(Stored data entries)
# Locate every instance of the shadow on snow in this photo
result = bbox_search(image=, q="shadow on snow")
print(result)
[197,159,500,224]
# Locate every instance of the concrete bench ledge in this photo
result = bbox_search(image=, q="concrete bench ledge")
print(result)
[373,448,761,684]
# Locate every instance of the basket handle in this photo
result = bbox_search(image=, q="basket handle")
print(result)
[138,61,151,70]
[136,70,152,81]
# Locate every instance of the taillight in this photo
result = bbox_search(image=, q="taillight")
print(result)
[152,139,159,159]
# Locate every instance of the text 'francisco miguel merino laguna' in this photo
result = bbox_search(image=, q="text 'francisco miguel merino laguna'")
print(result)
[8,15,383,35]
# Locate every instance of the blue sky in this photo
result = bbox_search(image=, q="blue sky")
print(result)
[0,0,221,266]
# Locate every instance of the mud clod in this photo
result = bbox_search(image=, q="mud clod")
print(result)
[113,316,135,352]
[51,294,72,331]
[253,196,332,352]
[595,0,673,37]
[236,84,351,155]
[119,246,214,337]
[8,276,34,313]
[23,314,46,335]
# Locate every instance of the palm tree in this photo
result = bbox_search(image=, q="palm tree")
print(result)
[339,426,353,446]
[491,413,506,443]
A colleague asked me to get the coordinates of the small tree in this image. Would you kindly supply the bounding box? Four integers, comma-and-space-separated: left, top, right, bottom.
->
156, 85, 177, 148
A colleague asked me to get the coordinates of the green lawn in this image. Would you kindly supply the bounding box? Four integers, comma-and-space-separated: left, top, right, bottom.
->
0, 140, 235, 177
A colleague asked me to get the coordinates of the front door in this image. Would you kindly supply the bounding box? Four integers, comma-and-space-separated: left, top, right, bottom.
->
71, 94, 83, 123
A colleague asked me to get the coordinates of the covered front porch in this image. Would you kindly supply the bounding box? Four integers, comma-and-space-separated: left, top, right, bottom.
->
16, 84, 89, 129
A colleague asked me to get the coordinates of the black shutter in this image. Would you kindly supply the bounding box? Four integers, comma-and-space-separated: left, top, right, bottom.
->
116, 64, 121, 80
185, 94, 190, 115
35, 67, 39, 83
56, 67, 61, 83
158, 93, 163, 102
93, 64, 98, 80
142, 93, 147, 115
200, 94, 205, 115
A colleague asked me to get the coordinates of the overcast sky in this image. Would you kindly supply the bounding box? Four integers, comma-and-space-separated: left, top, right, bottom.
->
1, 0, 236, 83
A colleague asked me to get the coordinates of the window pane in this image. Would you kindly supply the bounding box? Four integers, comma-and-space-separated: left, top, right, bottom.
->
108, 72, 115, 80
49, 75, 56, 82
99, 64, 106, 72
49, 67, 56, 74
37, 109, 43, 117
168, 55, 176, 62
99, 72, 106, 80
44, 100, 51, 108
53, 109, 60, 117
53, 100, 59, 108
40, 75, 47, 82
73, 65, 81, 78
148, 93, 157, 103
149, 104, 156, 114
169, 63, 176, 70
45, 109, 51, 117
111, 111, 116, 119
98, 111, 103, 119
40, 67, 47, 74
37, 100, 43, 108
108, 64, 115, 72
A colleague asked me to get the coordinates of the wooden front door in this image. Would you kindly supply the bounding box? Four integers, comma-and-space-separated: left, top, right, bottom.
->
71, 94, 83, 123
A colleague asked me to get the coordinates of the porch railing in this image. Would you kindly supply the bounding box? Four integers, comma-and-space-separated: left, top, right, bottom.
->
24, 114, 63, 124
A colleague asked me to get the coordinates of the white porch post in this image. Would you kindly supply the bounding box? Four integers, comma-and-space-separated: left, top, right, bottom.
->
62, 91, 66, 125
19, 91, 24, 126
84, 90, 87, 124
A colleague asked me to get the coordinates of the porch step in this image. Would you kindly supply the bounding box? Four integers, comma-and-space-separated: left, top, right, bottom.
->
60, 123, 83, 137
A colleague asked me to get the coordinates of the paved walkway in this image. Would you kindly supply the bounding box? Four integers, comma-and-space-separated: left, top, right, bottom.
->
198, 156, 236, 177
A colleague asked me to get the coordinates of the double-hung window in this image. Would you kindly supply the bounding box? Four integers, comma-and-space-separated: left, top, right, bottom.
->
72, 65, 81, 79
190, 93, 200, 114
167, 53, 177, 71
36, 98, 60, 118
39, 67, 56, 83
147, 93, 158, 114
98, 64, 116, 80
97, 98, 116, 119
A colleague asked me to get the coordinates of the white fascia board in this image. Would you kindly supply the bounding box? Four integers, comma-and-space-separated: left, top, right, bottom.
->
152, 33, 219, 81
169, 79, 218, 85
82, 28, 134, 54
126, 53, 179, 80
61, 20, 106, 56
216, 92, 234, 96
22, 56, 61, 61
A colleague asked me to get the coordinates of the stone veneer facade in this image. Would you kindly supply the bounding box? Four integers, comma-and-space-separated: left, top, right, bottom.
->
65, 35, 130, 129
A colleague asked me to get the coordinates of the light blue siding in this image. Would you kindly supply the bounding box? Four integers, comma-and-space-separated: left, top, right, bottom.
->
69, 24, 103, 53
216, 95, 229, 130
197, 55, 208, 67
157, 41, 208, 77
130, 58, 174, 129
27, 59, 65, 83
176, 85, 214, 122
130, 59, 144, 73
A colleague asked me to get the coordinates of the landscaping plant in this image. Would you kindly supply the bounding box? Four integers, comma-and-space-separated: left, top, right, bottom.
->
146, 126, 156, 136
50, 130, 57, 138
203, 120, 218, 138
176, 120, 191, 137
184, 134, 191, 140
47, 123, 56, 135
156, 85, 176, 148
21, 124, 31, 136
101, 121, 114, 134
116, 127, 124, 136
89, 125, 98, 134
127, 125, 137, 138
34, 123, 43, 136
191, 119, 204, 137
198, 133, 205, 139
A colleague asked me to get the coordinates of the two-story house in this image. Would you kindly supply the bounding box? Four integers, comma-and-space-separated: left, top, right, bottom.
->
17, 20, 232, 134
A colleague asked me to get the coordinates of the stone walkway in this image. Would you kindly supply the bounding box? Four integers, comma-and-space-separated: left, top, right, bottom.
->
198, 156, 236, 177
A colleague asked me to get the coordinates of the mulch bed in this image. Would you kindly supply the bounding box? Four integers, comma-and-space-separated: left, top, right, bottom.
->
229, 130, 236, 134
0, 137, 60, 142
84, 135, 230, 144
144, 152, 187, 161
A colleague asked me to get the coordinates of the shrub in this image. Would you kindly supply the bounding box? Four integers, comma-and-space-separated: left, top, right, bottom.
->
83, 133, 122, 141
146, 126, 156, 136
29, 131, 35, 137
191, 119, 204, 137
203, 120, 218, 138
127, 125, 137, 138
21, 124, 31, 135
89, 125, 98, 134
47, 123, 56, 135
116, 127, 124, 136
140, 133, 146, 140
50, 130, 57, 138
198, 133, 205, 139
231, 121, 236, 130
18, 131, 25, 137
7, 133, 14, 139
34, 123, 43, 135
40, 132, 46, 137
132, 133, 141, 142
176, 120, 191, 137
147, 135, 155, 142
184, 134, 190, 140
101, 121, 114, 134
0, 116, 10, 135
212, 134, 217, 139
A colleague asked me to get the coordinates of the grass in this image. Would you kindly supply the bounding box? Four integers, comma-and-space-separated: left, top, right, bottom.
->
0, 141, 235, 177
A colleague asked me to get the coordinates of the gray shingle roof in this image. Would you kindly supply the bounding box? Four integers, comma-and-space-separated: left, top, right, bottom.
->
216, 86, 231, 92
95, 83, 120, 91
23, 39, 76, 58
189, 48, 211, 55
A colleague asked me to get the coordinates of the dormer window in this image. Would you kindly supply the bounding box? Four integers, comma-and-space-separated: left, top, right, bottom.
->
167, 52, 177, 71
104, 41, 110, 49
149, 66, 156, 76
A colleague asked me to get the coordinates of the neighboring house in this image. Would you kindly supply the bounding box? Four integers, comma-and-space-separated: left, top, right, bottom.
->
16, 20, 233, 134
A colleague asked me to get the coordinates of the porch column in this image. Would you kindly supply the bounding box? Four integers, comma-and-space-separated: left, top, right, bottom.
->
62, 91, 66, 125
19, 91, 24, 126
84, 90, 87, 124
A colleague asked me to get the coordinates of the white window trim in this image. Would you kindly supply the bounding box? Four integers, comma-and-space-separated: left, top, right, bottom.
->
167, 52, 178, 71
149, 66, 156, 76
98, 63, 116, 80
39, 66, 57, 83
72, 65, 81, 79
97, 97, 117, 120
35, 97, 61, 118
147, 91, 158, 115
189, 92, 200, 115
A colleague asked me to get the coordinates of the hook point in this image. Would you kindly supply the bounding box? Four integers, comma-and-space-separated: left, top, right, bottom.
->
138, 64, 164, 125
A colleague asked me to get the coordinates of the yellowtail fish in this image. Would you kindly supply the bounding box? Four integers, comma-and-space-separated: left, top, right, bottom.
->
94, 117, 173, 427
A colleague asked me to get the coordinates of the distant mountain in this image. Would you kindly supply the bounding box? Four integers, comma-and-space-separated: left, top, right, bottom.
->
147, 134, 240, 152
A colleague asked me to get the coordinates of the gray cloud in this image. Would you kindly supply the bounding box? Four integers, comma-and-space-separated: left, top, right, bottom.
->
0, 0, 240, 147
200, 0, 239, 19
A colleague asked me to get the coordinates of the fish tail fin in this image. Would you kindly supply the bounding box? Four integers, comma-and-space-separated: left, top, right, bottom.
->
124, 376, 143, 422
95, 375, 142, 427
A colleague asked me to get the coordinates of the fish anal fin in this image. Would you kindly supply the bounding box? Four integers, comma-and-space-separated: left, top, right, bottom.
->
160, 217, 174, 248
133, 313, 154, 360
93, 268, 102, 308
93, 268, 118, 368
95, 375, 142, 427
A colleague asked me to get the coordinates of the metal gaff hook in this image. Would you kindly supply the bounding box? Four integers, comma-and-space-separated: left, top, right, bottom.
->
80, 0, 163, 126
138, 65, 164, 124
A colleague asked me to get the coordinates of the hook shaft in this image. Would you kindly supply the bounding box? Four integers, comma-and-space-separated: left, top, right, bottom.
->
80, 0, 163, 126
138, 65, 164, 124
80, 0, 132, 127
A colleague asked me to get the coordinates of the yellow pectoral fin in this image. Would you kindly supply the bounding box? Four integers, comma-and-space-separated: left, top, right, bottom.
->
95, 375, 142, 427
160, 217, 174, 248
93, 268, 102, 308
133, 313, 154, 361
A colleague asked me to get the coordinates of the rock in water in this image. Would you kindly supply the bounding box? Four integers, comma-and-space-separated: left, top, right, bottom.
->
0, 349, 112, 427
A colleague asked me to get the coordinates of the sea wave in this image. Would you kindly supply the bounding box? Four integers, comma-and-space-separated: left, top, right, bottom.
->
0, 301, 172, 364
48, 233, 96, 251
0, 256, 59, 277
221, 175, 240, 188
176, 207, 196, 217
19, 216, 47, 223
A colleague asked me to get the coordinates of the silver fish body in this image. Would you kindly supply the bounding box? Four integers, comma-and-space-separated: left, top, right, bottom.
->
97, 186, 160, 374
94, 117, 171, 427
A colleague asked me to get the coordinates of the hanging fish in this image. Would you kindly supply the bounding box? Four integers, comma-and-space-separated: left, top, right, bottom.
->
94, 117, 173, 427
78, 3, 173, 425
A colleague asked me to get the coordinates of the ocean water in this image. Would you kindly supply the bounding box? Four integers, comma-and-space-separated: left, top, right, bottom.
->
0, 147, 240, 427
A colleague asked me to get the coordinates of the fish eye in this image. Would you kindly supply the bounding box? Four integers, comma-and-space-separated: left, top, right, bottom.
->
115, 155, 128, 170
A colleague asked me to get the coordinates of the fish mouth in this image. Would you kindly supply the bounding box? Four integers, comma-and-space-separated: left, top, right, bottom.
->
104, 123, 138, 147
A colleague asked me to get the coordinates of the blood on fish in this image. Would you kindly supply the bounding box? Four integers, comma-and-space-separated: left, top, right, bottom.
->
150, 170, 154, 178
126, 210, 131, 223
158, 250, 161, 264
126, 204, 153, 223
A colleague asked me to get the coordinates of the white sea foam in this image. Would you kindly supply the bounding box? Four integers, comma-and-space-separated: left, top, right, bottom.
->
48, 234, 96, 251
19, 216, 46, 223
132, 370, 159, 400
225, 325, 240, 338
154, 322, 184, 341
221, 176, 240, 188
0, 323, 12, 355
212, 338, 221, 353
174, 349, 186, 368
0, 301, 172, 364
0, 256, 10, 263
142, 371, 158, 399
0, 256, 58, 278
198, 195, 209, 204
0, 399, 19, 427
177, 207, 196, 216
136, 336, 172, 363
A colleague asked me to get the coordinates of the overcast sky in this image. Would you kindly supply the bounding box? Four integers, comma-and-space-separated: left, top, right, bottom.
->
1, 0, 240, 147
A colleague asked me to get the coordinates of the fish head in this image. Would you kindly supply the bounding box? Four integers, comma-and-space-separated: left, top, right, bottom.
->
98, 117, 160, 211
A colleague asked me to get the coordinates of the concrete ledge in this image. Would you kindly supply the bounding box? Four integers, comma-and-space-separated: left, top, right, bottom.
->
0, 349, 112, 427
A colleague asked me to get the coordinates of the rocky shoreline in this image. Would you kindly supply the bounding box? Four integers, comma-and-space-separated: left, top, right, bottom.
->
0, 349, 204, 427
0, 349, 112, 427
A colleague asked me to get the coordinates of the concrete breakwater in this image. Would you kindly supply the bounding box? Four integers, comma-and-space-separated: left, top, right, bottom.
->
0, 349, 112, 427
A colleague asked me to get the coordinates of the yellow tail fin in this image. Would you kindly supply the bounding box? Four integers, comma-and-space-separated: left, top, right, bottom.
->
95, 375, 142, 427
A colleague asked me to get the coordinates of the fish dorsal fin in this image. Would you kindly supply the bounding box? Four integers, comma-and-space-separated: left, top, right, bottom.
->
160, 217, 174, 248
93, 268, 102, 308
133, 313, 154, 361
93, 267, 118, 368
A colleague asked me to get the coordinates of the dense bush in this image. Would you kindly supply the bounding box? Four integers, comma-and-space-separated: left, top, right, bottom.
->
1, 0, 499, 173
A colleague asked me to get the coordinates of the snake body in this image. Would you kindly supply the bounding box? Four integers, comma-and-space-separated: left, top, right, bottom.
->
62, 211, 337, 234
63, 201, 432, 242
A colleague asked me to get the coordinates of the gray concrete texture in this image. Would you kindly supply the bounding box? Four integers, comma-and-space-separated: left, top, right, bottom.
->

THE PROBLEM | Line count for "tree": count the lines in the records above that hold this word, and give only the number.

RESPONSE BELOW | 3